I had to set the 1290 back up despite the problem of the waste ink leaking from the bottom. I now wish I bought a new 1290 instead of the R1800
Jim


----------



## rusty (Feb 9, 2007)

Have you tried calling Sawgrass or your supplier for support? I had trouble getting my chips to work with my Sublijet ink, but they sent me a new set of chips and that fixed the problem.


----------



## ukshirtguy (Nov 23, 2006)

Hi Rusty,

My reseller has sent me a new set of chips which did not solve the problem, I then tried the original epsons that were packed with the machine and at first it rejected them but then charged up and accepted them, I did not want to use the epson cartridges as I had budgetted to sell them for aprox £50 to help towards the cost of the setup.

I then tried swapping chips about from sawgrass to epson and epson back to sawgrass and still this problem with the epson rejecting.

The reseller then sent a whole new sawgrass kit next day and this immediately fixed the problem.

It appears that the original sawgrass kit had dodgy grommets in the bottom of the carts which allowed them to move too much - thus moving the chips against the epson chip contacts.

It all appears ok now but im short of about 6 hours of my time and can no longer sell the 8 brand new epson carts. 

Reseller has been great, very helpful and trusting and he has informed sawgrass of the whole unfortunate incident and im hoping that something will be done to cheer me up a bit !

The second sawgrass kit had a badly aligned pipe clip which has almost punctured all 8 tubes but luckily not gone all the way through. This has been a totally different experience to setting up my D88 last year.

My entry into the world of garment printing has been bad all round, I had to send back my cap press before I even used it, I got ripped off heavily on a small cutting plotter and im having untold problems with press marks on almost everything I do.

Thanks for all your help, this forum is very handy


----------



## ukshirtguy (Nov 23, 2006)

Hi,

Well im still out of pocket on the above issue and it looks like its staying that way.
Worse is the fact that I now have clogged nozzles, shades of gray are red or purple, and no amount of head cleaning will solve it.

Anyone got tips for this ?

Thanks


----------



## Cathybun (Dec 7, 2006)

Are the ink bottles below the level of the printer. This apparently is very important. We just set up our bulk ink system too the other day with our r1800. Are all the tubes straight, no twisting?


----------



## ukshirtguy (Nov 23, 2006)

Thanks for the reply,

Its all exactly how it was when setup and I think its more to do with the fact it hasn't been used for a while.

Im leaving it overnight in the 'parked' position which ive been told can help soften up the dried up ink. I hope it works because ive had enough of problems with print machines !


----------



## jimc (Jan 31, 2007)

I never got mine to print, have sent the Artanium bulk system back and received refund.
Going over to the Sawgrass system. Ink is a lot more expensive plus it's an 8 colour system. Had sample sheets printed in black which I transfered to aluminium and you have to see and compare with the artanium to believe the difference, the Sawgrass is truly jet black.

Jim


----------



## ukshirtguy (Nov 23, 2006)

Im a bit confused, Artanium is made by Sawgrass ?


----------



## jimc (Jan 31, 2007)

Dataset excerpt:
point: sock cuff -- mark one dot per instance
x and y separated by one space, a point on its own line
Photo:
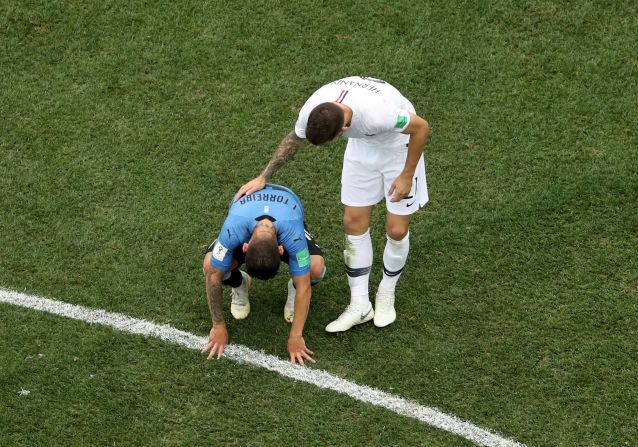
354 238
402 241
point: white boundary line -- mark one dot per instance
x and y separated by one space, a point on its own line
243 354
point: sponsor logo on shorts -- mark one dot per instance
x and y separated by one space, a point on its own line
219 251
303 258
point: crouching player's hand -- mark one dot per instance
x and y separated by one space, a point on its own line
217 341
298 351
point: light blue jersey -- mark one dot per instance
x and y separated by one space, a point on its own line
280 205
==
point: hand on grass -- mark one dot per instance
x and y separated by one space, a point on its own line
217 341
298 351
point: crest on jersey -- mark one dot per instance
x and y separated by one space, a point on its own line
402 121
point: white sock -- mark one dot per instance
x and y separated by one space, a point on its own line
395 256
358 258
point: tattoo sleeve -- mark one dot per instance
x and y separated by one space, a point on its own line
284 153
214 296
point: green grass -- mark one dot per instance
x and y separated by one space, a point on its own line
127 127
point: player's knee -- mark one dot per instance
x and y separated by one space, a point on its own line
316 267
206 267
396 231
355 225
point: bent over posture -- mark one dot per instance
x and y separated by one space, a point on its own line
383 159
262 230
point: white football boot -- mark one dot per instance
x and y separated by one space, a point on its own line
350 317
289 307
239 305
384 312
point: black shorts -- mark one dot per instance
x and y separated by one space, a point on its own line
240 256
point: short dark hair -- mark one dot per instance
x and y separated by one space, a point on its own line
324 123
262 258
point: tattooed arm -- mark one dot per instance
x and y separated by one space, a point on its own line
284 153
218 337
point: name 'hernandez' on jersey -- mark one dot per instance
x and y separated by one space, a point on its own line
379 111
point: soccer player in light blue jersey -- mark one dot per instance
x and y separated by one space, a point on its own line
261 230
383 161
* * *
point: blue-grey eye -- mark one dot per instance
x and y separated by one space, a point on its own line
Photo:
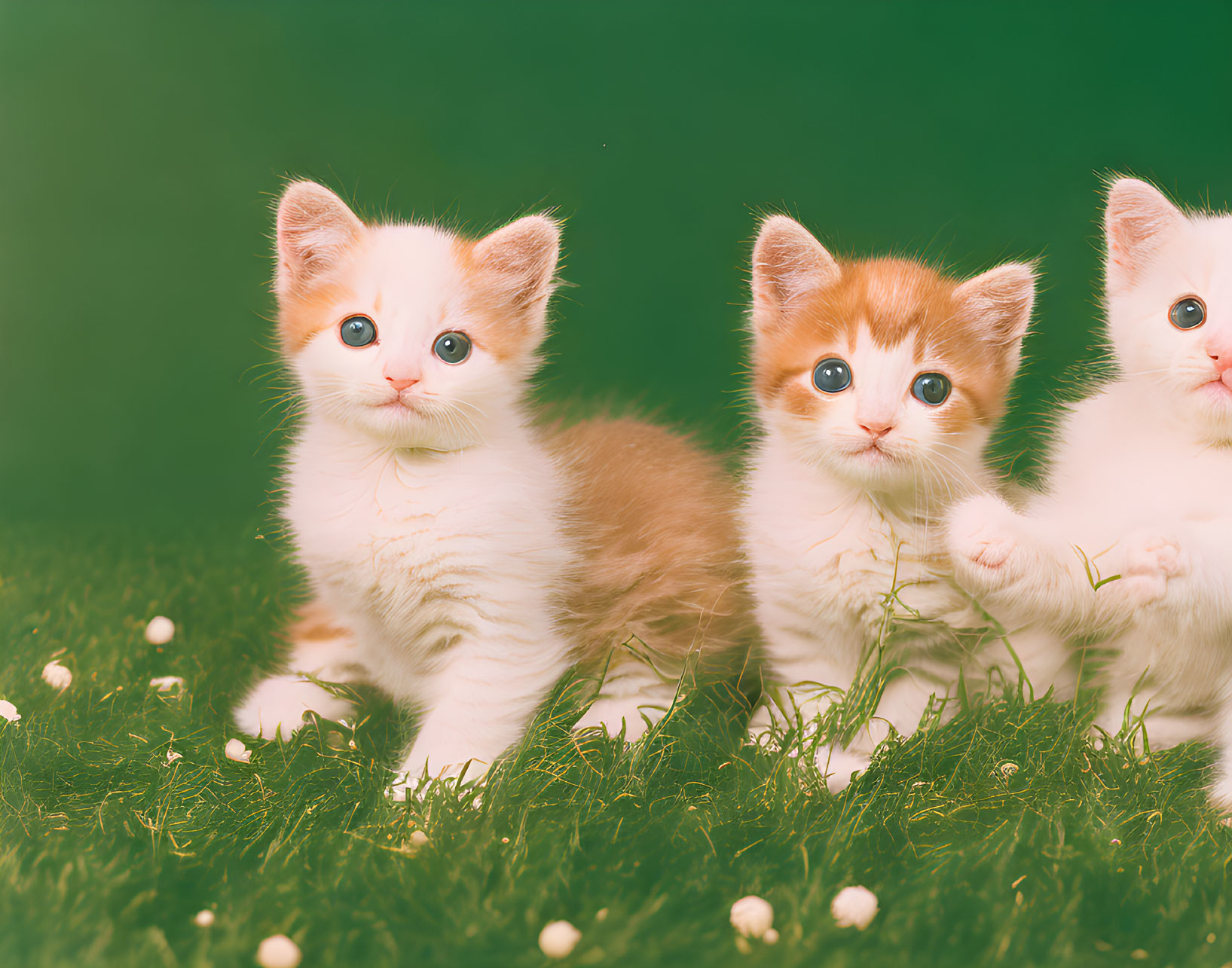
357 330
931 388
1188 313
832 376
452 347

● **Task set**:
#1 Translate this sentence from the forum thread about bulk ink systems into Spanish: "The reseller then sent a whole new sawgrass kit next day and this immediately fixed the problem."
#2 Filter the rows and keep every line that contains the string "hand", treating uppercase and lowercase letters as different.
The forum thread and the rows are unrelated to each other.

● **In response**:
#1 Luego el revendedor envió un kit de Sawgrass completamente nuevo al día siguiente y esto solucionó el problema de inmediato.

#2
point: crouching player's hand -- mark one dot per instance
point: hand on grass -- mark one dot per instance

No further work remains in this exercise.